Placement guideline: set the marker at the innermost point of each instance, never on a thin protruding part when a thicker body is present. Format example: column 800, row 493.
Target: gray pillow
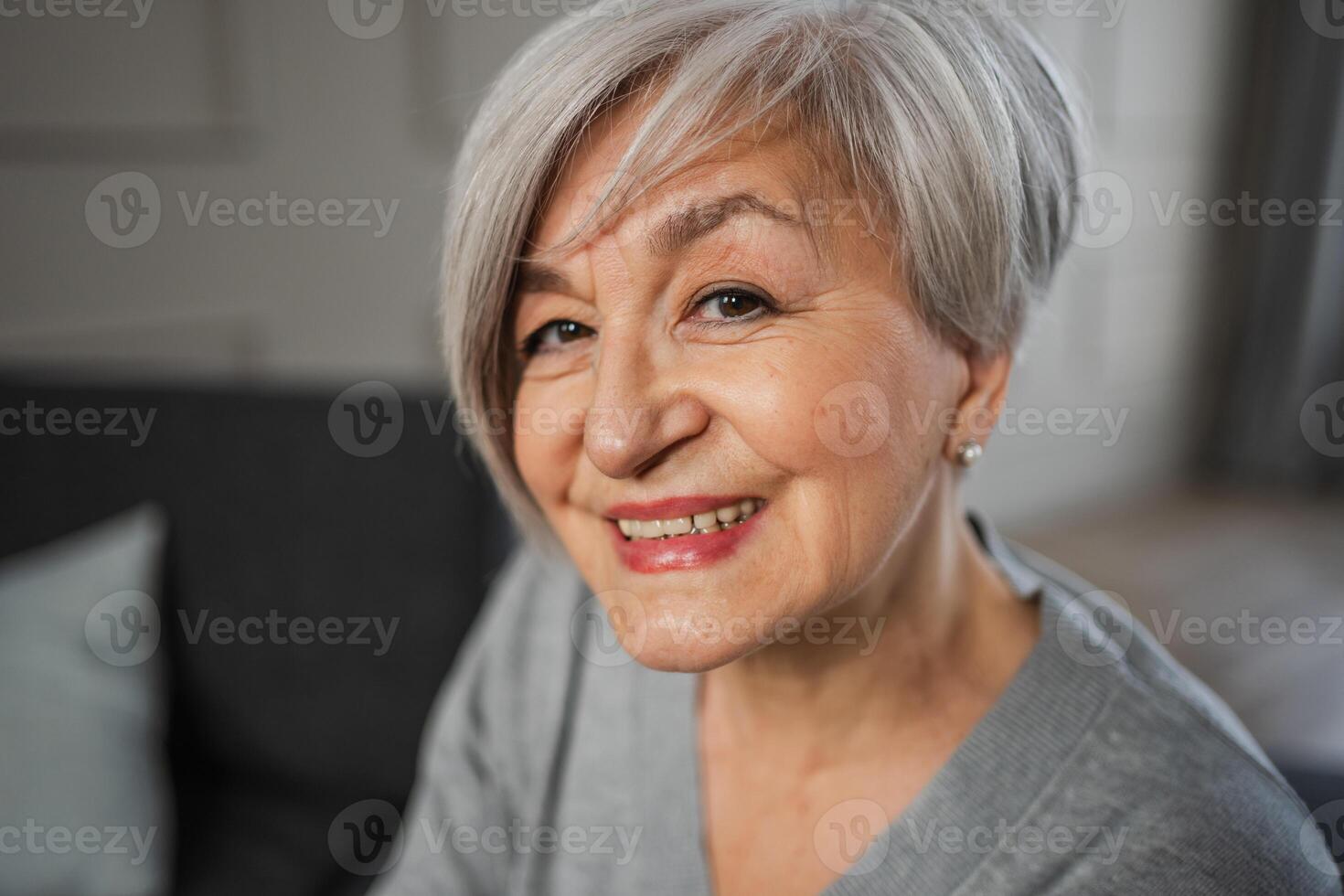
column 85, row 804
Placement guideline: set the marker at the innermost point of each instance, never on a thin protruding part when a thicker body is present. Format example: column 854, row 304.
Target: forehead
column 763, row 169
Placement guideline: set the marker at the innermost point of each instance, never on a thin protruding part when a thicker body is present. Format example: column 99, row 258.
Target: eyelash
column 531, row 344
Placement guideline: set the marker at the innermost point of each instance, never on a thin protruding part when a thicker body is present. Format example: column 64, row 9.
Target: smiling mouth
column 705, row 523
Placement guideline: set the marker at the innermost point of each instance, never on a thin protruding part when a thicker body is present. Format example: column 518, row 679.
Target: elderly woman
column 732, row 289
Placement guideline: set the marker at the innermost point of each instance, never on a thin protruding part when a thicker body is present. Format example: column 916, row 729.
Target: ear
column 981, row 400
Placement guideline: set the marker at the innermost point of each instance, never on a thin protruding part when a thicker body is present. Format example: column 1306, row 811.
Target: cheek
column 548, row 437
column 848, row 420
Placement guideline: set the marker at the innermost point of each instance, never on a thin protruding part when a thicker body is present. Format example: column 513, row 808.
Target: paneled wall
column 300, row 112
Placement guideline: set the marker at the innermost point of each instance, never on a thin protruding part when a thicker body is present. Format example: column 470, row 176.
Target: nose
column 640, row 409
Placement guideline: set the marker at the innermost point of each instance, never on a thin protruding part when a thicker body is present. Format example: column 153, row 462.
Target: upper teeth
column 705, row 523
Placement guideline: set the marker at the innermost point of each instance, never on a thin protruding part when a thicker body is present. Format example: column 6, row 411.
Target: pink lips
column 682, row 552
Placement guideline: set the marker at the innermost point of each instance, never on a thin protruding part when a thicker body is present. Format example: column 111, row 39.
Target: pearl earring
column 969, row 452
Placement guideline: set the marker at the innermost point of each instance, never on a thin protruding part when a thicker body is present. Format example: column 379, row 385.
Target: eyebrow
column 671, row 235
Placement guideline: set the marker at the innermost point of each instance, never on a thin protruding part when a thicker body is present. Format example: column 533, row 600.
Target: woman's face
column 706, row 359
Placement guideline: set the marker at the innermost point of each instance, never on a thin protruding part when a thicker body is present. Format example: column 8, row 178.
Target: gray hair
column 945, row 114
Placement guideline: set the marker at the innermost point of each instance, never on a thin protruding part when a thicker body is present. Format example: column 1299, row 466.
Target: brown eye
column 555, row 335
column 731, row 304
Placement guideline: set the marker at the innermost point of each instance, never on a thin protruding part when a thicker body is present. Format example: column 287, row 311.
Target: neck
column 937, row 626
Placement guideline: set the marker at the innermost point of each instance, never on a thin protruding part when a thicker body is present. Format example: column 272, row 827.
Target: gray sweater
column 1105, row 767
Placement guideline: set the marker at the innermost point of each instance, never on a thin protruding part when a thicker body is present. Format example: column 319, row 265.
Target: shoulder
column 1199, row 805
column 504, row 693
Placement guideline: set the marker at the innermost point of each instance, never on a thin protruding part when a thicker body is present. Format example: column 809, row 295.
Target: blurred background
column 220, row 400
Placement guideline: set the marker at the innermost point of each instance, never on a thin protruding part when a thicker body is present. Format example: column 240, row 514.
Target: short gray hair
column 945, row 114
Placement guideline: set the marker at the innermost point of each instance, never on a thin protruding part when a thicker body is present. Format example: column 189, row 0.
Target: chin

··········

### Exercise
Copy out all of the data above with each "marker" replaced by "pin" and nothing else altered. Leave the pictures out.

### Exercise result
Placement guideline: set the pin at the innermost point of each instance, never on a thin protruding part when a thicker body is present. Format example: column 800, row 493.
Target: gray pillow
column 85, row 804
Placement guideline: set the pin at the innermost point of each instance, never on a thin protruding part when a thicker body is present. Format example: column 854, row 304.
Target: forehead
column 763, row 169
Placement guideline: set the pin at the innermost point of each instance, never on a thin protruding part when a thicker body is present. Format example: column 99, row 258.
Target: eyelash
column 531, row 344
Placement guideline: set the pin at the innermost point of each instance, never on a thin protruding part when a thicker body is present. Format example: column 64, row 9.
Target: smiling mouth
column 705, row 523
Placement guideline: set the pin at the innermost point of each instance, never on a thin protruding part when a thicker body is present. Format example: column 518, row 679.
Target: elderly woman
column 732, row 289
Placement guideline: set the pin at the innermost point of each instance, never on a thin protruding part when a thicker body is present. Format example: column 916, row 729.
Target: ear
column 981, row 400
Placement guideline: set the pin at the innermost point of each instance, never on a thin protruding part when a thicker body is present. Format example: column 1306, row 811.
Target: cheek
column 548, row 437
column 848, row 420
Placement guideline: set the pin at the innermost point of each instance, never on a thin protruding part when a thicker body is present. Format example: column 513, row 808.
Target: paneled wall
column 300, row 112
Placement guideline: set the pin at the innermost point of each instance, never on a thin protruding part when a thicker body is present. Format example: column 470, row 176.
Target: nose
column 640, row 409
Placement guideline: set the pin at the innermost point of each instance, never on a thin protruding part when a thicker body is present. Format example: column 153, row 462.
Target: upper teeth
column 705, row 523
Placement guideline: set the pin at the innermost point of each instance, never on a thin protruding part when a thicker body is present. Format example: column 6, row 411.
Target: pink lips
column 682, row 552
Placement guideline: set the pin at the innermost point of each instance, never on a thin protruding part when a thicker body is present. Format example: column 111, row 39.
Target: pearl earring
column 969, row 452
Placement guideline: set the pin at the innermost point of each instance, never on a thin protruding part when a thicker body is present. Format example: column 379, row 385.
Target: eyebrow
column 671, row 235
Placement guideline: set the pin at the innermost point of each instance, never on a thin protruding part when a thicker body is present. Format example: column 533, row 600.
Target: woman's face
column 706, row 359
Placement guideline: set the pin at the innermost point of each instance, never on a thin protruding part when a thicker body is present. Format example: column 8, row 178.
Target: gray hair
column 945, row 114
Placement guideline: set the pin at the innermost point of each instance, never on a thin protruding part when a thicker body is present. Format example: column 1299, row 466.
Target: brown eye
column 555, row 335
column 731, row 304
Placement guideline: set the pin at the innermost point of each instance, never on a thin protruding part when a thicker body is present. Format example: column 287, row 311.
Target: neck
column 937, row 626
Placement guideline: set the pin at the innermost point of each instance, never on a thin protruding part when a thicker body is present. Format example: column 272, row 827.
Target: gray sweater
column 1105, row 767
Placement guideline: set the pin at the innermost point of each instance, never on a thin protruding part when a thicker body is present. Format example: column 319, row 265.
Target: shoulder
column 1199, row 805
column 504, row 693
Placement guideline: set the pin at the innermost point of each instance, never on a thin protruding part when a thicker body is present. Format example: column 809, row 295.
Target: blurred background
column 220, row 400
Placement guideline: set the pin at the innermost point of each instance, never on a thin protruding part when a thicker body is present. Format example: column 240, row 514.
Target: short gray hair
column 945, row 114
Placement guideline: set the pin at the innermost point of each instance, never on a thin protruding part when a thicker body is present. Format example: column 189, row 0.
Target: chin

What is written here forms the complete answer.